> _Problem_
Retype the stretch of the listing from the line containing "point: floral tank top" through the end of the listing, with both ends included, and copy each line without any change.

> _Data supplied_
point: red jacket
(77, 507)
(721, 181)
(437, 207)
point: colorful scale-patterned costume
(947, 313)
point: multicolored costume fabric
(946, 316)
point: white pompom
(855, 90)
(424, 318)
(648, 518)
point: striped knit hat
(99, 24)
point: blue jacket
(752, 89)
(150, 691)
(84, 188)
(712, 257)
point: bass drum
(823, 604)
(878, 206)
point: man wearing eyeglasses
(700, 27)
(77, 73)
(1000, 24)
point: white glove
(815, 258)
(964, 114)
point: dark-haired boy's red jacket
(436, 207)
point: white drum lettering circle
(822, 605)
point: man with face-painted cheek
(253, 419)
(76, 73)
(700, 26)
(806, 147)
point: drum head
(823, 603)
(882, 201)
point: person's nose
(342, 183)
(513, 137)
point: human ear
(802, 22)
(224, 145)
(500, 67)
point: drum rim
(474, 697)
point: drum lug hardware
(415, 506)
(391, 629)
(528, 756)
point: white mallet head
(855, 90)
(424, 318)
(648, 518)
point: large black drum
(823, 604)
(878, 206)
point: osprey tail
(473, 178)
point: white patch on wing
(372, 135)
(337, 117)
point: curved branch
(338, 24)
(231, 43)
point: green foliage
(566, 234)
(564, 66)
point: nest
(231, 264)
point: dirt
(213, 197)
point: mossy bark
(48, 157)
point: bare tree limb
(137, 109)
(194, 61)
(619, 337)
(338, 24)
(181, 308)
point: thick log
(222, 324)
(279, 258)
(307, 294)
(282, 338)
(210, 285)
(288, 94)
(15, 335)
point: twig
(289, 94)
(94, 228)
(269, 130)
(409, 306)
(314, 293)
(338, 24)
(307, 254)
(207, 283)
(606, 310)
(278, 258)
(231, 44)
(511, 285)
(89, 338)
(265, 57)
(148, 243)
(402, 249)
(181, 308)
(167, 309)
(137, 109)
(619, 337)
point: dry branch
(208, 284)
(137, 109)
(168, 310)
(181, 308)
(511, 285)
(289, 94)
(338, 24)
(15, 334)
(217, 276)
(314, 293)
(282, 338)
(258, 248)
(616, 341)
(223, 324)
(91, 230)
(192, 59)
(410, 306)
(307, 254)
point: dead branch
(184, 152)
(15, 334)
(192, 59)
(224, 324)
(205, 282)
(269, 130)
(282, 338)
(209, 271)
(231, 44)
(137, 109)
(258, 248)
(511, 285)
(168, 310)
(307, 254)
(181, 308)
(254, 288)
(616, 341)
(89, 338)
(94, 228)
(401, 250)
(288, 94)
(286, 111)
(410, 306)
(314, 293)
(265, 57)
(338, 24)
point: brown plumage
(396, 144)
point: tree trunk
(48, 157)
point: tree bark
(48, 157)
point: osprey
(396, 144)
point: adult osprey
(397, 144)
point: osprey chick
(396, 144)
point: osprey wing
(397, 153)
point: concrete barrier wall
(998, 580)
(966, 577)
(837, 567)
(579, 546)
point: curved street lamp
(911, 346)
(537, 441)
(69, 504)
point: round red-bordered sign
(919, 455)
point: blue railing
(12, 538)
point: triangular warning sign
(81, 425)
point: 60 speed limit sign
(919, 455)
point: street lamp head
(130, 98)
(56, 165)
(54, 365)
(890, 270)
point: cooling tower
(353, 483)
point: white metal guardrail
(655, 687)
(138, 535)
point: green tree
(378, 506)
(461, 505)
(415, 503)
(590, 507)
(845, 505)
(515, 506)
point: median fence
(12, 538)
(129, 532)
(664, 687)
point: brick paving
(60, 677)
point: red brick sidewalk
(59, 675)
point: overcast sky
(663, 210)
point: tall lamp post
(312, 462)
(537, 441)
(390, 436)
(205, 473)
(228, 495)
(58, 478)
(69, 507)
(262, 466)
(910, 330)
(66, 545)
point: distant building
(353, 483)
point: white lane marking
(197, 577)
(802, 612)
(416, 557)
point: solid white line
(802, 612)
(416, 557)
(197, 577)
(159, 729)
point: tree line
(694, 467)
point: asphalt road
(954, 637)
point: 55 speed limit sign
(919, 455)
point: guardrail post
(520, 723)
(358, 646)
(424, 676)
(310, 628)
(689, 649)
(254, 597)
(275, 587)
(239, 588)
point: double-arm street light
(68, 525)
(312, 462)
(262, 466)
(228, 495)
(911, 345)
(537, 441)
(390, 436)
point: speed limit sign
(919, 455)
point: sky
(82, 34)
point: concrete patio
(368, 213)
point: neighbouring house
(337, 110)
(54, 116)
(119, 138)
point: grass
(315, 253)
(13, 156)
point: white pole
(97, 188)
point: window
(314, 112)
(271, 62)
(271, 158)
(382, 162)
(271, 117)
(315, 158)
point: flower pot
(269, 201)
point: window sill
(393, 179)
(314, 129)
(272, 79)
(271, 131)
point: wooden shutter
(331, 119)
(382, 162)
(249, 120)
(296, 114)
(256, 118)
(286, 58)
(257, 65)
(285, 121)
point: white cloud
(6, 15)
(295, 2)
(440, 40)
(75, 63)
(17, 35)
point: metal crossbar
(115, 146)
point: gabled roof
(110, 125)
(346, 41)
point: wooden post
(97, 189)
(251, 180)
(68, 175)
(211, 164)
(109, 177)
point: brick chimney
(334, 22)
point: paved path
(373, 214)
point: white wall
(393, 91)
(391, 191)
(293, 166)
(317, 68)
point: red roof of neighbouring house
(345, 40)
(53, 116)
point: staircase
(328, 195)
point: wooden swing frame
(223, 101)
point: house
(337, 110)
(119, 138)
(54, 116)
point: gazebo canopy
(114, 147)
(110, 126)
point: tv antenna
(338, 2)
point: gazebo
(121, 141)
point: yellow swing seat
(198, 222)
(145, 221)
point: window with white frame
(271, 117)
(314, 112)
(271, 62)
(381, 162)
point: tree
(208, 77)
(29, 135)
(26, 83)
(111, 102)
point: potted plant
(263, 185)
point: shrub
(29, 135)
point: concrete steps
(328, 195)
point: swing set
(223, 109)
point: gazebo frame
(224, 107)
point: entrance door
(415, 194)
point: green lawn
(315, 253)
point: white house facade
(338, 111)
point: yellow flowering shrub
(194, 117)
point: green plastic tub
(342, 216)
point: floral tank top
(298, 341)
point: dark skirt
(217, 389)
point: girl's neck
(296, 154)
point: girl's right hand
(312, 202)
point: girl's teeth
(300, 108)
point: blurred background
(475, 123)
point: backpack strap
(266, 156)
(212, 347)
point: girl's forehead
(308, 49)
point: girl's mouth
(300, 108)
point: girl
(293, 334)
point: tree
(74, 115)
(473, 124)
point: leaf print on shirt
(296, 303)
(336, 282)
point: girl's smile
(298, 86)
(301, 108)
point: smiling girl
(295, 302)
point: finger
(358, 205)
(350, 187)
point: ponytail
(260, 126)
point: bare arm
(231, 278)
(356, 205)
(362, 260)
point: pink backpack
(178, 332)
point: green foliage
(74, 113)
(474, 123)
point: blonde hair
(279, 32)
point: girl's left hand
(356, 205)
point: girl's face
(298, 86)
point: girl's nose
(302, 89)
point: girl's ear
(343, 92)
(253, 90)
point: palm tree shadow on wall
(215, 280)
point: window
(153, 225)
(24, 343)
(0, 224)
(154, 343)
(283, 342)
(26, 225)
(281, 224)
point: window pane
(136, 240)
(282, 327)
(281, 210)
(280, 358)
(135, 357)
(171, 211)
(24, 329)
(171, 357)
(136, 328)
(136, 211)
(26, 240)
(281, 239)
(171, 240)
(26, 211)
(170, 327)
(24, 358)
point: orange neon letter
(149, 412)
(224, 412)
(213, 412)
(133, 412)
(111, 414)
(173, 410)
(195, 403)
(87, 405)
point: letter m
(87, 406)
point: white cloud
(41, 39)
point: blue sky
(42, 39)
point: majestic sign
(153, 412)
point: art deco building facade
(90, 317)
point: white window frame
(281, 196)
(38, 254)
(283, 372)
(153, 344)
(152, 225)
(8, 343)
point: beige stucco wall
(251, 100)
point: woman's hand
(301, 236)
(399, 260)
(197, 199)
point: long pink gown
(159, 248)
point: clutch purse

> _Solution for this exercise_
point: floral tank top
(298, 341)
point: dark skirt
(217, 389)
point: girl's neck
(296, 154)
point: girl's right hand
(312, 202)
point: girl's teeth
(300, 108)
point: blurred background
(475, 123)
point: backpack strap
(266, 156)
(212, 347)
point: girl's forehead
(308, 49)
point: girl's mouth
(300, 108)
point: girl
(293, 334)
point: tree
(74, 115)
(473, 124)
point: leaf print on shirt
(296, 303)
(336, 282)
point: girl's smile
(298, 86)
(301, 108)
point: smiling girl
(295, 302)
point: finger
(358, 205)
(350, 187)
point: ponytail
(260, 126)
point: bare arm
(231, 278)
(356, 205)
(362, 260)
point: pink backpack
(178, 332)
point: green foliage
(74, 113)
(474, 123)
point: blonde hair
(279, 32)
point: girl's left hand
(356, 205)
point: girl's face
(298, 86)
point: girl's nose
(302, 89)
point: girl's ear
(343, 92)
(253, 90)
point: palm tree shadow on wall
(215, 280)
point: window
(153, 225)
(24, 343)
(0, 224)
(154, 343)
(283, 342)
(26, 225)
(281, 224)
point: window pane
(136, 240)
(282, 327)
(281, 210)
(280, 358)
(135, 357)
(171, 211)
(24, 329)
(171, 357)
(136, 328)
(136, 211)
(26, 240)
(281, 239)
(171, 240)
(26, 211)
(170, 327)
(24, 358)
point: orange neon letter
(149, 412)
(224, 412)
(213, 412)
(133, 412)
(111, 414)
(173, 410)
(195, 403)
(87, 405)
point: letter m
(87, 406)
point: white cloud
(41, 39)
point: blue sky
(42, 39)
point: majestic sign
(153, 412)
point: art deco building facade
(90, 317)
point: white window frame
(281, 196)
(38, 254)
(283, 372)
(153, 344)
(152, 225)
(8, 343)
point: beige stucco wall
(251, 100)
point: woman's hand
(301, 236)
(399, 260)
(197, 199)
point: long pink gown
(159, 248)
point: clutch purse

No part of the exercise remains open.